▶ _TEXT TO READ_
━━━━━━━━━━━━━━━━
This test result might not translate to your internal jobs. You may have a job that demonstrates that serverless massively outperforms an optimized cluster in terms of costs – it all depends on your workload. With that said, this data point does prove that serverless is not GLOBALLY optimal. Serverless does not guarantee cost savings.

Some skeptics might say that the cost savings of serverless appears in the form of engineering hours saved. With serverless, engineers don’t have to spend time thinking about clusters – which can translate to real time and money saved. We completely agree with this point of view, that is very substantial.

Our one counter argument is that getting started on any cluster is pretty easy today, so most people don’t spend time tuning their clusters if they don’t want to. Engineers typically resort to cluster tuning to help lower cost or improve performance. So if the cost and performance of Serverless is not ideal, you’re just out of luck – serverless may not be solving the root issue that tuning is attempting to solve.

At the end of the day everything depends on the particularities of your workload and use case.

2. Ideal for short or ad-hoc jobs

A great use case for serverless, which we fully endorse, is using serverless for short (<5 min) jobs. The elimination of spin up time for your cluster is a massive win that we really love.
━━━━━━━━━━━━━━━━
Segmentation dataset records:
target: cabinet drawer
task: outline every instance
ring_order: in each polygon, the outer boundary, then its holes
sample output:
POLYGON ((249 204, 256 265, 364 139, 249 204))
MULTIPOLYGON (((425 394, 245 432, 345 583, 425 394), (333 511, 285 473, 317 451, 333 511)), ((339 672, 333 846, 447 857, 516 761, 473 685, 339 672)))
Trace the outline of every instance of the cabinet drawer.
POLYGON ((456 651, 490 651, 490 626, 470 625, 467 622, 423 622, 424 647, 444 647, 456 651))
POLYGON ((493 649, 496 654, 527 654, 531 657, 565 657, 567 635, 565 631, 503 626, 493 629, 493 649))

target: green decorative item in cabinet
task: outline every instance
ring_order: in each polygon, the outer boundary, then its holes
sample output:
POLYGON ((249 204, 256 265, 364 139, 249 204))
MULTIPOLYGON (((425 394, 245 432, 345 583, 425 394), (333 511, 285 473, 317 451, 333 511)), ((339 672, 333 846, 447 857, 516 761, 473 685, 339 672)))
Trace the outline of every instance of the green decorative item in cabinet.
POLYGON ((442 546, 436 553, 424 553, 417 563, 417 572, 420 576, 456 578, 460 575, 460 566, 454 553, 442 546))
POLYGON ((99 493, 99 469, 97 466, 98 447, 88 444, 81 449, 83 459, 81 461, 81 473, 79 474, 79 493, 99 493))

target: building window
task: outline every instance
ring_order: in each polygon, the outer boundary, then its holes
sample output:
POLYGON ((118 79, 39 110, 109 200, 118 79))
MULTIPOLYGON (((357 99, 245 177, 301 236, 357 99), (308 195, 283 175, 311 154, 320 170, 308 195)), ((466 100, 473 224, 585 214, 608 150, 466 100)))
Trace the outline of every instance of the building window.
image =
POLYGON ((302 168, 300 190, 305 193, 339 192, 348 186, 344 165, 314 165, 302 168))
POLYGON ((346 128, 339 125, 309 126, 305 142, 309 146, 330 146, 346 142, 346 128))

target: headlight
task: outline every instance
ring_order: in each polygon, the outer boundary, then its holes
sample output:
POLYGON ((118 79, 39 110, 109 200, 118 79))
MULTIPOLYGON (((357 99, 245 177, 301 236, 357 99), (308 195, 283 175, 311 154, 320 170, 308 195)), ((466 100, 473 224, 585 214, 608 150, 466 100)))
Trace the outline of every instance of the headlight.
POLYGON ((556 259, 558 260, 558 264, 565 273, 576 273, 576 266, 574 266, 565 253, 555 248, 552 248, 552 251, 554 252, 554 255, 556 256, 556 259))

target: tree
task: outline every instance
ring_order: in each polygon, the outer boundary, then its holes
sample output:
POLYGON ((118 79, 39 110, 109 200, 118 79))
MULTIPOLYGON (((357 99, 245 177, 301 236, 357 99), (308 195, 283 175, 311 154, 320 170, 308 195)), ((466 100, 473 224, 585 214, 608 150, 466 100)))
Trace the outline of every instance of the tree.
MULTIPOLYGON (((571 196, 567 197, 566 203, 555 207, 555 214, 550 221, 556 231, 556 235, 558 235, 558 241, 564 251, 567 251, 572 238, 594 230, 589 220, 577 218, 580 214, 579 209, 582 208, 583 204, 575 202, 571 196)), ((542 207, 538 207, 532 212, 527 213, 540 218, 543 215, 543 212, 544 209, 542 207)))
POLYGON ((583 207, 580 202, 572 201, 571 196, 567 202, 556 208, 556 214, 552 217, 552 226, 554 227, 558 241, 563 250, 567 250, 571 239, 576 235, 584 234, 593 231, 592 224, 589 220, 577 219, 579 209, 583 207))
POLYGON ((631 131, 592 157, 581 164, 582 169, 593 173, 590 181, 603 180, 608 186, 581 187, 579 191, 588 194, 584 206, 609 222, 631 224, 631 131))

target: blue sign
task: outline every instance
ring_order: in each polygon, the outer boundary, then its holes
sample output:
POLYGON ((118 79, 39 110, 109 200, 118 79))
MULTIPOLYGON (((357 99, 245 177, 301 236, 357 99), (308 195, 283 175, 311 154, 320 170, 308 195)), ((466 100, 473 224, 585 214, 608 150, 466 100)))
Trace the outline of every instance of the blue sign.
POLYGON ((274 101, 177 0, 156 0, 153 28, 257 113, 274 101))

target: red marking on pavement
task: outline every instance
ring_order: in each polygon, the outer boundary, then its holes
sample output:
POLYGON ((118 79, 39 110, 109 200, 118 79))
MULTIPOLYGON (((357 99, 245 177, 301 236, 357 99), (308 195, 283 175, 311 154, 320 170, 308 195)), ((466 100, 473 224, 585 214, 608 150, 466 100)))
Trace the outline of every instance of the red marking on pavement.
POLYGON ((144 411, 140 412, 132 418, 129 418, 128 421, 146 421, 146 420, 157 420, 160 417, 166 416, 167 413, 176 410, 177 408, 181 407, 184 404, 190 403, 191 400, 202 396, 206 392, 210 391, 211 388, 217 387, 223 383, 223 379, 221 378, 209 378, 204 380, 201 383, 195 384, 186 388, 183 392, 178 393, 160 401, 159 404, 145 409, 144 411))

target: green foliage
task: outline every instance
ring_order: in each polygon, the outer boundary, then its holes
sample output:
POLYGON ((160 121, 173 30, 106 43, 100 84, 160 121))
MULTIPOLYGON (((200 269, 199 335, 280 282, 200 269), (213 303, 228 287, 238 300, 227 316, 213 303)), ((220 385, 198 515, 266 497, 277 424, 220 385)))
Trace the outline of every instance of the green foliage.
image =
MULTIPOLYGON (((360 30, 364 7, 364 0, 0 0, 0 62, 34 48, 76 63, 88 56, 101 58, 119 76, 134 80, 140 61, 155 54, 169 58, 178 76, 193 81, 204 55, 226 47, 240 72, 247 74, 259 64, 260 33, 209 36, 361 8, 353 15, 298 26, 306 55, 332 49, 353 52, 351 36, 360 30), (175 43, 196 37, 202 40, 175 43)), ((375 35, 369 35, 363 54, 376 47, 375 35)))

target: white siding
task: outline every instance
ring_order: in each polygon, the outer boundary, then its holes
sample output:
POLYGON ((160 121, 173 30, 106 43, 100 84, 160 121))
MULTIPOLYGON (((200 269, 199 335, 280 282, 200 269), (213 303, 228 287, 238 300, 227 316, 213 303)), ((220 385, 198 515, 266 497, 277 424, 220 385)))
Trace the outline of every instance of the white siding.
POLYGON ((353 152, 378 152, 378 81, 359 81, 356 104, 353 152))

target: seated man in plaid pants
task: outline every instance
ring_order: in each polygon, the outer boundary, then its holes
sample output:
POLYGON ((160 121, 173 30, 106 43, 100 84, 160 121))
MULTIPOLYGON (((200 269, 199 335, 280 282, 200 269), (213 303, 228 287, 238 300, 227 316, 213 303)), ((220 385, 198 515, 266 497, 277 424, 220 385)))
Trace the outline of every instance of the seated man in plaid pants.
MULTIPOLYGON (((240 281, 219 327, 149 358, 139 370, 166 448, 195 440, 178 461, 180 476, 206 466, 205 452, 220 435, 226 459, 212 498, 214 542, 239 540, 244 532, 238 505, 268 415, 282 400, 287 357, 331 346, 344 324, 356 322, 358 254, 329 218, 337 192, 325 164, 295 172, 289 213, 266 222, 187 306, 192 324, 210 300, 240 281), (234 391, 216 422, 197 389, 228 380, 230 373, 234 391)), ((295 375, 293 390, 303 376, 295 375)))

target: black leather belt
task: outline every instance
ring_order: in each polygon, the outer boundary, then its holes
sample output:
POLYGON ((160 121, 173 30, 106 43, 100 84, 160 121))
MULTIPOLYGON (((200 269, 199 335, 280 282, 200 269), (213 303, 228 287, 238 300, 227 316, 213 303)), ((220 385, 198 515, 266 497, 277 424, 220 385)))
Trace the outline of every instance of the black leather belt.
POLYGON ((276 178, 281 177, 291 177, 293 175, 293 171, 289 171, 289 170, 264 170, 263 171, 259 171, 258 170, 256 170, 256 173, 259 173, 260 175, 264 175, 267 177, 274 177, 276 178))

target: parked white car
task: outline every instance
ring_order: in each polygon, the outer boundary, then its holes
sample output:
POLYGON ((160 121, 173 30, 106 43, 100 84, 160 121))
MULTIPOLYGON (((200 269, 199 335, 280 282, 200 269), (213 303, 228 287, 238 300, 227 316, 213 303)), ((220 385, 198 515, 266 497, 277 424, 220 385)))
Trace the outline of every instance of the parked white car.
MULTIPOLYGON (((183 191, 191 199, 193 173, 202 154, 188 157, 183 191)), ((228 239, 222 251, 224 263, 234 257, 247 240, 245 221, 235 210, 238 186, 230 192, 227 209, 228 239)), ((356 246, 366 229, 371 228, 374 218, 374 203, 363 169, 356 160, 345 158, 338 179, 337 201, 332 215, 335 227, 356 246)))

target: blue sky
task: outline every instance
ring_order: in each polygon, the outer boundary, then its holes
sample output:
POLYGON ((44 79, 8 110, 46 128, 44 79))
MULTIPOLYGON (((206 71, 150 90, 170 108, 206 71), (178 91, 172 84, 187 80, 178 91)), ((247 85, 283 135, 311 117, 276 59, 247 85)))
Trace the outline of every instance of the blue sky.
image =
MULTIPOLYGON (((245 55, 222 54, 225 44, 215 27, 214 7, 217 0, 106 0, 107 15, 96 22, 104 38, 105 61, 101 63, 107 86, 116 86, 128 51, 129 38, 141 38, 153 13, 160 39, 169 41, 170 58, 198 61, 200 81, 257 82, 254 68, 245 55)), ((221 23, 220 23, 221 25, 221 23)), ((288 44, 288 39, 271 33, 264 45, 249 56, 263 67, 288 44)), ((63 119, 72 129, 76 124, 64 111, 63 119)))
━━━━━━━━━━━━━━━━
▶ _TO DO_
- a) Answer these questions from the serverless text:
(i) According to the text, what does serverless not guarantee?
(ii) Why do engineers typically resort to cluster tuning?
(iii) In the use case the text endorses, how long is a short job?
- b) Write out the part of the serverless text starting with "This test result" and going on through "guarantee cost savings.", copying it exactly.

▶ _FINAL ANSWERS_
- a)
(i) Cost savings.
(ii) To help lower cost or improve performance.
(iii) Under 5 minutes (<5 min).

- b)
This test result might not translate to your internal jobs. You may have a job that demonstrates that serverless massively outperforms an optimized cluster in terms of costs – it all depends on your workload. With that said, this data point does prove that serverless is not GLOBALLY optimal. Serverless does not guarantee cost savings.